## Exercise instructions
An exact transcription of every record below is required, with the pictures left out.

[Image point grounding data]

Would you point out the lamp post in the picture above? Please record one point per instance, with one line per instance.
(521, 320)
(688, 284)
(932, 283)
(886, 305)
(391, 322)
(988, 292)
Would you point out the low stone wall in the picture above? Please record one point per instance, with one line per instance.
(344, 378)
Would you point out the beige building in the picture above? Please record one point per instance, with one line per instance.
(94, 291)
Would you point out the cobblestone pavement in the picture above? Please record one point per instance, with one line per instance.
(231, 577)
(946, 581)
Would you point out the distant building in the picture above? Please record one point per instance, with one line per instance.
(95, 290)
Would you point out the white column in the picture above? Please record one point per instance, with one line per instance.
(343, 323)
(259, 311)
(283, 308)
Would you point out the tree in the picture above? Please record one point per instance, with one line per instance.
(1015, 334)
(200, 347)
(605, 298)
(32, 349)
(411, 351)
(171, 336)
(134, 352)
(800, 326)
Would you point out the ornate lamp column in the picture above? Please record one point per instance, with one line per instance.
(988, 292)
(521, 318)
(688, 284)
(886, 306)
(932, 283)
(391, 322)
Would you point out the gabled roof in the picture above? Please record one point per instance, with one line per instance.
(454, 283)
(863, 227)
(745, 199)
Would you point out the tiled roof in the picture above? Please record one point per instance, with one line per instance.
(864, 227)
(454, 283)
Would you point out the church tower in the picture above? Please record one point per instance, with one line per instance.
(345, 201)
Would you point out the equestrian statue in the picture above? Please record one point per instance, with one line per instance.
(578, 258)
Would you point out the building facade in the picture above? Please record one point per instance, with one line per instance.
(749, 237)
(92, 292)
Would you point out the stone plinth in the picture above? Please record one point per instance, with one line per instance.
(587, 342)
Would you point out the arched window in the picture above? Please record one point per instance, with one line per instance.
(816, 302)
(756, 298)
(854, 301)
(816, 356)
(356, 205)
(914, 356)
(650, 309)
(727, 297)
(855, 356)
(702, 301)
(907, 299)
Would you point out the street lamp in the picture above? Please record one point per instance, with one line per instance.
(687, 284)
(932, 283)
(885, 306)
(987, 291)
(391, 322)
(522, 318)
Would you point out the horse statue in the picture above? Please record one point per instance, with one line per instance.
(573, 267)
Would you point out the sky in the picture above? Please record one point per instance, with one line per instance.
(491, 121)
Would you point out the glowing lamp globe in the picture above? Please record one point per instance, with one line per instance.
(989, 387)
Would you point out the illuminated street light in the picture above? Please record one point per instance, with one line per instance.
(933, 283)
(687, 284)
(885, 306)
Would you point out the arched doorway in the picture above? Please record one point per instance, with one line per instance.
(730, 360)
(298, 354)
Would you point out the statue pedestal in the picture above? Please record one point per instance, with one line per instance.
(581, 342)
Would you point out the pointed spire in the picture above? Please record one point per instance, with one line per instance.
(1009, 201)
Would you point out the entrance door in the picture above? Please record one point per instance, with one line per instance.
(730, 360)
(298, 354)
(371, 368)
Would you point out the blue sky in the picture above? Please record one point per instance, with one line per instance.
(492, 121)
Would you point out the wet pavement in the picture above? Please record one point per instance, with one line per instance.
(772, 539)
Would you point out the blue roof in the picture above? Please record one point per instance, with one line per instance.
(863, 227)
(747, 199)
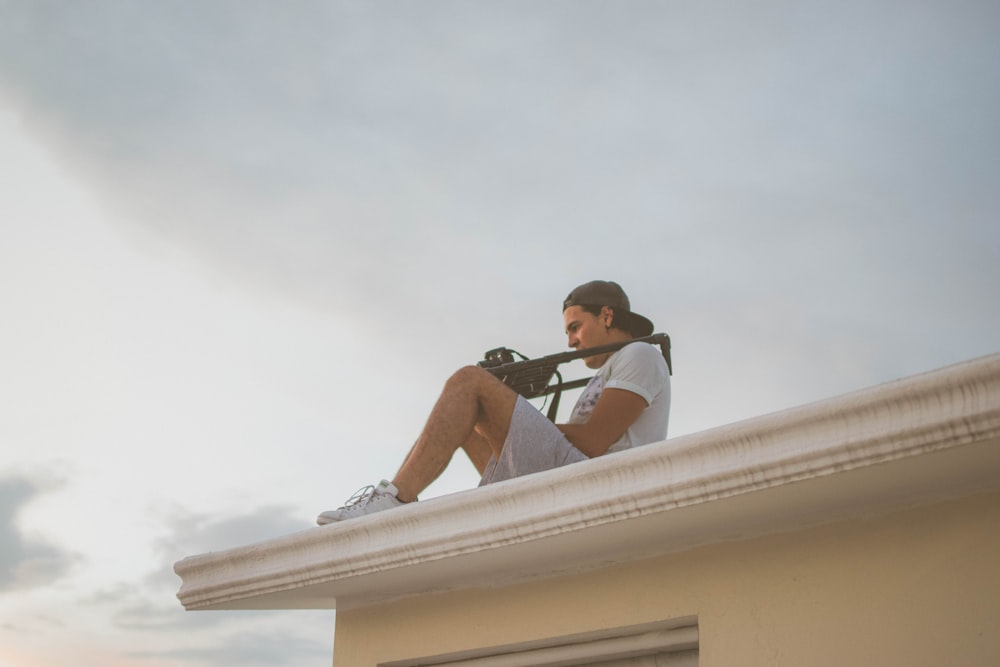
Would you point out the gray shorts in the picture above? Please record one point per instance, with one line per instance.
(533, 444)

## Expected answer
Would you point out the lamp post in the picture above? Please record one point per instance, with one line per instance.
(521, 320)
(688, 284)
(932, 283)
(886, 305)
(391, 322)
(988, 292)
Would you point out the low stone wall in the picture above? Please record one point per instance, with one line per instance.
(344, 378)
Would you point out the beige building in the picture above? Please record one point per instance, with one line per instance.
(94, 291)
Would you point out the cobblestone pavement in the picture above? Please record one point per instance, with one line per instance.
(231, 577)
(946, 581)
Would you point out the distant building in the picture above? Please record one point per instance, with one line per instance.
(95, 290)
Would you point out the white column in the picture above? Please record one point per instance, with one line per instance.
(343, 323)
(259, 311)
(283, 308)
Would you point out the tree in the picture above? Please record one point per instance, with one line per instance.
(1015, 334)
(200, 347)
(605, 298)
(32, 349)
(411, 351)
(171, 336)
(134, 352)
(800, 326)
Would you point out the ornate lamp column in the picture above? Please record one point per instance, with one line per instance.
(988, 292)
(521, 318)
(688, 284)
(886, 306)
(932, 283)
(391, 322)
Would you point out the gabled roof in the picture above? Please record one point per instance, with one line per instance.
(454, 283)
(863, 227)
(745, 199)
Would you point out the tiled roof in the picture above? Please record one point per instance, with one line per instance.
(864, 227)
(454, 283)
Would you point out the church tower in the picture above? Please record one point per instance, with one line per instance.
(345, 201)
Would you point out the equestrian statue in the picture above? Please record one point per instance, with one line per instance.
(578, 258)
Would you point out the building facade in the picture above? Please record one point per instance, with one line per instance.
(749, 237)
(92, 292)
Would you point out the stone plinth in the picture above? Please record one point per instance, with one line per instance.
(587, 342)
Would you point out the arched window in the picture above? Please record one point per instance, with one line per instance.
(816, 302)
(756, 298)
(854, 301)
(816, 356)
(356, 205)
(914, 356)
(650, 309)
(727, 297)
(855, 356)
(702, 301)
(907, 299)
Would you point out the street lamp in the picture above? Please record one point per instance, with one line per instance.
(687, 284)
(932, 283)
(885, 306)
(987, 291)
(391, 322)
(522, 318)
Would you point out the horse statue in the picture above? Please record one point per instance, with one line per instance.
(573, 267)
Would you point out the sky in the picture above? Please record one point per instance, with one line per instance.
(491, 121)
Would you point out the glowing lamp globe in the picture above? Please record one point per instance, with one line per instance.
(989, 387)
Would you point out the illuminated street light in the picture above? Please record one point per instance, with one line per instance.
(933, 283)
(687, 284)
(885, 306)
Would you point out the arched doorway in the picture above? Please record one point per instance, with one line per instance.
(730, 360)
(298, 354)
Would you point out the statue pedestal in the picture above? Please record one point per instance, with one line per instance.
(581, 342)
Would you point out the pointed spire in the picture above? Please record one point per instance, with one line per instance.
(1009, 201)
Would you point out the entrance door in the picture above? Please record one point per instance, with one line per instance.
(730, 360)
(298, 354)
(371, 368)
Would you point out the blue sky in the picture above? Please record one point per instance, with one line per instance.
(492, 121)
Would you point out the wet pavement in the picture above? Please record one point per instance, with one line per instance.
(772, 539)
Would you point out the blue roof in the picture above? Please record one point per instance, with one line per instance.
(863, 227)
(747, 199)
Would you point out the gray shorts in the picture above? Please record one point per instance, with one line per instance.
(533, 444)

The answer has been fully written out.